→ **PROBLEM DESCRIPTION**
Below are entries; output exactly the lines from the one with "Query: black fleece jacket" to the one with "Query: woman with short dark hair", both included, and nothing else.

[Data items]

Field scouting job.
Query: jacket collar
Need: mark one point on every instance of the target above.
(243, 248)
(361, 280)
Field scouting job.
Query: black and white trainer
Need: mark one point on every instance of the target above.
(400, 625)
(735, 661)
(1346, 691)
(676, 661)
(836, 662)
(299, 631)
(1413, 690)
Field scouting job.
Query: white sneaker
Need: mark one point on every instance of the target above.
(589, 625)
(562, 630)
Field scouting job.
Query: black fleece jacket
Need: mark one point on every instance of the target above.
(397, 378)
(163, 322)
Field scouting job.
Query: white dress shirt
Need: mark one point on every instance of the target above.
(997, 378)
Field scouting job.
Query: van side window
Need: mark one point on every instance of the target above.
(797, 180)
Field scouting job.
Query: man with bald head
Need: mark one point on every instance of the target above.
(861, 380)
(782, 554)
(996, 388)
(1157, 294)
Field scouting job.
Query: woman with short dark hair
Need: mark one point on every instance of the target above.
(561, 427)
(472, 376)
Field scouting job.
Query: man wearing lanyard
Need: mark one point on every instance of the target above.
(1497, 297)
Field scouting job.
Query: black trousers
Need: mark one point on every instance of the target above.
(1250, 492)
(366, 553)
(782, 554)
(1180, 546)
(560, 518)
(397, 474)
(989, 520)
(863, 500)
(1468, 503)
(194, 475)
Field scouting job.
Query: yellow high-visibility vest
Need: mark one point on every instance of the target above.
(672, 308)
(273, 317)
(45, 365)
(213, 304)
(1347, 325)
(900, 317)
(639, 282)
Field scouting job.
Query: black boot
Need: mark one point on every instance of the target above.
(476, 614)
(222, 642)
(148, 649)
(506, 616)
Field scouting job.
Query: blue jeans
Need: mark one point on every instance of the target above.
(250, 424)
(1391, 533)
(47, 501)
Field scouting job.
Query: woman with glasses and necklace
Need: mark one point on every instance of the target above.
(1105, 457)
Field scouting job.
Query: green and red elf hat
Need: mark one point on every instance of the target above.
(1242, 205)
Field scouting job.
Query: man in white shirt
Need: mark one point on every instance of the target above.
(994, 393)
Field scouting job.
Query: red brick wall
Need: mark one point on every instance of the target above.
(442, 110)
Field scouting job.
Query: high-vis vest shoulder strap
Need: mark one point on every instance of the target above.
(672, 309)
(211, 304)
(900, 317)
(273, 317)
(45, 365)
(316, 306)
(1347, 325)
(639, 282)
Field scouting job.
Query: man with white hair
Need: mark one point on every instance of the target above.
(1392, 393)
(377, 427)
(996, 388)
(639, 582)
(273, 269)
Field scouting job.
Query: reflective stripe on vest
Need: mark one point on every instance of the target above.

→ **WRITTEN ANSWER**
Query: black fleece jacket
Need: mark one point on every instance of the target above.
(397, 378)
(163, 322)
Field scouting job.
Query: white dress shirt
Need: mark one point on every instance of the target above.
(997, 378)
Field scouting job.
Query: van side window
Need: mark one point on every instance of the target above.
(797, 180)
Field scouting job.
Query: man with bald head
Need: mark one point on every instance of the target above.
(861, 380)
(782, 554)
(996, 388)
(1157, 294)
Field scouting job.
Query: woman with short dark hair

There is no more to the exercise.